- [ACTIVITIES]
1 > Decide whether each statement below agrees with the olive leaf text. (a) The flavonoid content was greater in samples from cultivated plants. (b) Antioxidant activity was higher in samples from cultivated plants. (c) Olive fruits are up to 5 cm long.
2 > Carry on the olive leaf text, starting after its last sentence.

- [TEXT SHOWN]

__________

ABSTRACT
Many compounds from the phenolic group, flavonoids in particular, are well-known antioxidants, although their role in plant response to stress is debatable. The aim of this study was to determine the variability of the phenolic content and the antioxidant activity of Olea europaea leaf samples from different habitats. The determination included measurement of the total quantity of phenolics, the flavonoid content, as well as the antioxidant activity of the two types of methanolic leaf extracts of O. europaea from several natural habitats in the Mediterranean region (Tunisia, Malta and Montenegro) and from cultivated conditions (France and Serbia). The results showed that both the total quantity of phenols and flavonoids as well as the intensity of antioxidant activity in the two types of extracts largely depended on the type of habitat. The total quantity of phenols and flavonoids was greater in the samples from cultivated plants which demonstrated the significance of certain conditions in terms of the correlation between the intensity of primary and secondary metabolism. However, the values of antioxidant activity in both types of extract were higher in the samples from natural habitats. The results showed that plants from natural habitats contain secondary metabolites with high biological activity. It could be speculated that these active substances play an important role in the adaptation of plants to the stress caused by arid conditions.
Introduction
The olive tree (Olea europaea L., family Oleaceae) is an evergreen tree or shrub cultivated for its fruits. Its height can reach between 8 and 15 m, mostly depending on the climate conditions. Initially, the fruits are of green colour and up to 2.5 cm long. However, with the process of maturation, fruits become dark purple in colour [Citation1].
As the Mediterranean region is extremely dry, with high temperatures and therefore with high level of ultraviolet radiation, the plants of this climate, including the olive species, have specific mechanisms of adaptation to these abiotic conditions. Consequently, it is a widely accepted fact that the olive species are tolerant to drought and show remarkable persistence in shallow soils and soils of bad quality. This characteristic of olive trees has brought about great interest in their cultivation in arid areas [Citation2].

__________

- [RECORD SET]

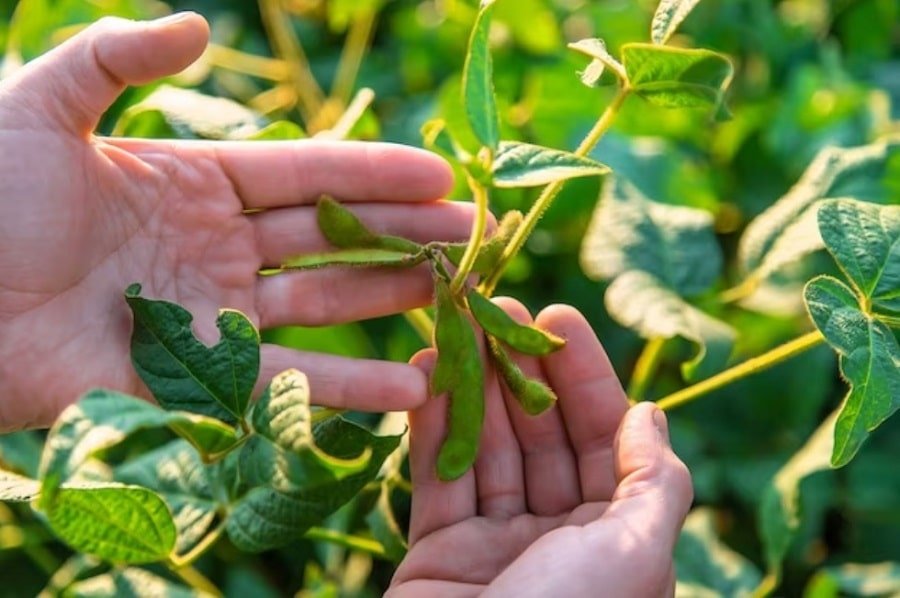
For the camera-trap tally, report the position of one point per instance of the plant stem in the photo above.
(346, 540)
(552, 190)
(480, 195)
(645, 369)
(749, 367)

__________

- [ANSWER LIST]
1 >
(a) Yes: "The total quantity of phenols and flavonoids was greater in the samples from cultivated plants"
(b) No: "the values of antioxidant activity in both types of extract were higher in the samples from natural habitats"
(c) No: "Initially, the fruits are of green colour and up to 2.5 cm long."

2 >
Using some physiological, biochemical and morpho-anatomical mechanisms, olive trees reduce water loss and maintain the water content when periods of drought begin. These mechanisms also influence the ability of plants to tolerate dehydration when the drought intensifies [Citation3].
It has been suggested that the lack of water causes lipid peroxidation, since two markers of oxidative damage, malondialdehyde content and lipoxygenase activity, increase in leaves and roots of olive species in drought periods. It has been, therefore, concluded that the higher the activities of some antioxidant enzymes and non-enzymatic antioxidants are, the better the plant protection against oxidative stress closely associated to drought impact is [Citation4,Citation5].
The factors that may influence the content, quality and quantity of these active substances mainly rest upon the type of plant habitat, the predominance of certain abiotic factors in the habitat, the season of the year as well as upon the presence or absence of unfavourable conditions in which the plant grows [Citation6–9]. All plant organs contain flavonoids; however, their quantity varies depending on the plant species or ecological and genetic factors [Citation10–15]. Bioactive compounds isolated from O. europaea leaves have antiviral, antimicrobial, antioxidant, anticancer, anti-inflammatory and hypoglycaemic properties [Citation16–21].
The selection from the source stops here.